Problem statement: Starting at the beginning of the records and stopping after the line that contains "column 923, row 1256", write those lines out again with "pebble" changed to "stone" and everything else left unchanged.

━━━━━━━━━━━━━━━━━━━━━━━━━━━━━━

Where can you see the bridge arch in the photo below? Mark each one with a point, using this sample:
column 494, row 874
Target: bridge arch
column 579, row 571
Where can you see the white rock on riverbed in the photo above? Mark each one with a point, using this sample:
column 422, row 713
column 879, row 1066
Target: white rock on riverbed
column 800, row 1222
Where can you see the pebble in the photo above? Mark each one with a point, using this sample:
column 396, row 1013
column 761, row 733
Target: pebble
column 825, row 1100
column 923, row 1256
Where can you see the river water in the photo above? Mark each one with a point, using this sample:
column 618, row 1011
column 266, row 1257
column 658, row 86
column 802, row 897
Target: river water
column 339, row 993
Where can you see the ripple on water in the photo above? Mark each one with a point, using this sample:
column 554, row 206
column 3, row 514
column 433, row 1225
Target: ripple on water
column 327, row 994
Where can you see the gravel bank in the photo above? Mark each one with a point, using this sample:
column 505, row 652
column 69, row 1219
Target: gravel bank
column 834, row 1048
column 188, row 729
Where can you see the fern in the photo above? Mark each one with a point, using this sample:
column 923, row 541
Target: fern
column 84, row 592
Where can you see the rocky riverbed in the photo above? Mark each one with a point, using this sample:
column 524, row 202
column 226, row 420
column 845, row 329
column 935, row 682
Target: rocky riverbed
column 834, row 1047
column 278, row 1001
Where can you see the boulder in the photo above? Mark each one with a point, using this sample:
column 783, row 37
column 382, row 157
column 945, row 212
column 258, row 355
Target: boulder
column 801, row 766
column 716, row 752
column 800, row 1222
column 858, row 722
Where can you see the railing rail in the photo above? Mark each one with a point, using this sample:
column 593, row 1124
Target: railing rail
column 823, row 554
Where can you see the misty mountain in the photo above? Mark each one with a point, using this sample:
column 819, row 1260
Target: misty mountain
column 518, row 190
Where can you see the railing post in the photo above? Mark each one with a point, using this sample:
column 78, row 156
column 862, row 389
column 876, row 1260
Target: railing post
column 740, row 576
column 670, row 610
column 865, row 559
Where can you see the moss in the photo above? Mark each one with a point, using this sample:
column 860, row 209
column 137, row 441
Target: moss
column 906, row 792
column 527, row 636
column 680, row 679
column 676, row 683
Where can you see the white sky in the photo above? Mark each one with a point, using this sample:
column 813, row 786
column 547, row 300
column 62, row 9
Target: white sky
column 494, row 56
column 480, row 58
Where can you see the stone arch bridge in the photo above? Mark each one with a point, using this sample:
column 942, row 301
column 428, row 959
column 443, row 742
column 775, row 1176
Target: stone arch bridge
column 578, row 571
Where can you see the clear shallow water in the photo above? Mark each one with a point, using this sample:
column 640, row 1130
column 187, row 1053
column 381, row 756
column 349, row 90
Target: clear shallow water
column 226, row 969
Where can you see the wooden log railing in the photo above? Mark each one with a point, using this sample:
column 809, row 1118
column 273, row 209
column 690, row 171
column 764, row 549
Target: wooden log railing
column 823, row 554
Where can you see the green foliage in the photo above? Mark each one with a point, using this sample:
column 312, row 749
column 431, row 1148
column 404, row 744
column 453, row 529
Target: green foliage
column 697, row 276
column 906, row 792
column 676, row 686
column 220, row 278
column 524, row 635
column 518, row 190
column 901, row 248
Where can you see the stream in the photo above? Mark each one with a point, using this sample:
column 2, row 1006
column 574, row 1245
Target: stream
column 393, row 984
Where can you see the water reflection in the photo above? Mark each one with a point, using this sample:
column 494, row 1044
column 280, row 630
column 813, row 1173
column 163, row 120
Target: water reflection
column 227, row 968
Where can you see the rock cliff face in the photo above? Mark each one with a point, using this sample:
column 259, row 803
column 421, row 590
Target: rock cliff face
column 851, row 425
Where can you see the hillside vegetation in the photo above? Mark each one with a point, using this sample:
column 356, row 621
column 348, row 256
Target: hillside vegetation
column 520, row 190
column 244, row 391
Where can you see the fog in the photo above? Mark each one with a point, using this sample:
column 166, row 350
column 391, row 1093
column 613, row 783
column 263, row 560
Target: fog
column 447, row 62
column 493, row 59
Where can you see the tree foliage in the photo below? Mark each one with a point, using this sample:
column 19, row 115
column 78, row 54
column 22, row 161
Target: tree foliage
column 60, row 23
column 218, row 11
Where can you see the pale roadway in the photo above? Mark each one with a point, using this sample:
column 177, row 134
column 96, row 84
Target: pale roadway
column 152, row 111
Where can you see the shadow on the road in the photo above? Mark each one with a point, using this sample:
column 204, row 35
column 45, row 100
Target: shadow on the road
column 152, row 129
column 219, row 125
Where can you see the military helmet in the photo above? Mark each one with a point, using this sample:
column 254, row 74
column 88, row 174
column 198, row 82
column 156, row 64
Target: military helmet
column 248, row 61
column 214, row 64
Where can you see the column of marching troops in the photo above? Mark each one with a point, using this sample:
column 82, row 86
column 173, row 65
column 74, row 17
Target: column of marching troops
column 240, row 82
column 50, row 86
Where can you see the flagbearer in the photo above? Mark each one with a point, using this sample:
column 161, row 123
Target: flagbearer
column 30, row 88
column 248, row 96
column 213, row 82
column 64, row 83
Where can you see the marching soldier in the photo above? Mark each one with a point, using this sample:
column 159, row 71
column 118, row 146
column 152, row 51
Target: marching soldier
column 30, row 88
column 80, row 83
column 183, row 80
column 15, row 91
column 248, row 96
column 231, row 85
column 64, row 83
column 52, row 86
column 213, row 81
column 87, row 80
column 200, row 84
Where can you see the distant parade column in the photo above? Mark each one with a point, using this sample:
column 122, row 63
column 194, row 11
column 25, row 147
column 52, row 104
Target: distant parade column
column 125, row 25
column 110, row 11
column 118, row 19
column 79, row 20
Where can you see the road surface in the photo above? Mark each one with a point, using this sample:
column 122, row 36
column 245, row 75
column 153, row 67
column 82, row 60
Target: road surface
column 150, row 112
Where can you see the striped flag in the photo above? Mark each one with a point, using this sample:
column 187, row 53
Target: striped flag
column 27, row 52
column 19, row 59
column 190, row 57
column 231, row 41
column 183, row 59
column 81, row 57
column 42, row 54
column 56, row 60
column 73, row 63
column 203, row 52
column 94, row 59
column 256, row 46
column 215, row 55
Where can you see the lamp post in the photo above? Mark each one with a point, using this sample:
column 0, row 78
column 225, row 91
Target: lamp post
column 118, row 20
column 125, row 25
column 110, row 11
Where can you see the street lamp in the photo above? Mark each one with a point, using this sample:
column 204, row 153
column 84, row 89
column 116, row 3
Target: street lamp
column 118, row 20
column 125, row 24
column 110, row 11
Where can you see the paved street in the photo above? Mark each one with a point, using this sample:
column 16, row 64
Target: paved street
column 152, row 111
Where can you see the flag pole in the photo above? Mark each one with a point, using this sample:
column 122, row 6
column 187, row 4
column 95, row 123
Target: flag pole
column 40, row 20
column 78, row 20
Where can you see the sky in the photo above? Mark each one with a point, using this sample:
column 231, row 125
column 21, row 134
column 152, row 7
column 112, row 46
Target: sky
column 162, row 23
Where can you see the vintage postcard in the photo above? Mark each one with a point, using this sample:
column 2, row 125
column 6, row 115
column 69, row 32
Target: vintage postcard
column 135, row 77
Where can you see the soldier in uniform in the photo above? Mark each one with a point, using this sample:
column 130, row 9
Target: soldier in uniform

━━━━━━━━━━━━━━━━━━━━━━━━━━━━━━

Solution to this exercise:
Where can you see the bridge arch in the photo below? Mark each one with a point, using this sample:
column 494, row 874
Target: bridge arch
column 579, row 571
Where can you see the white rock on riverbed in the photo above? Mark each one with a point, using this sample:
column 422, row 713
column 879, row 1066
Target: white rock on riverbed
column 800, row 1222
Where can you see the stone in the photo above? Mark each one with a point, using this sample:
column 396, row 1013
column 761, row 733
Target: stone
column 825, row 1100
column 923, row 1256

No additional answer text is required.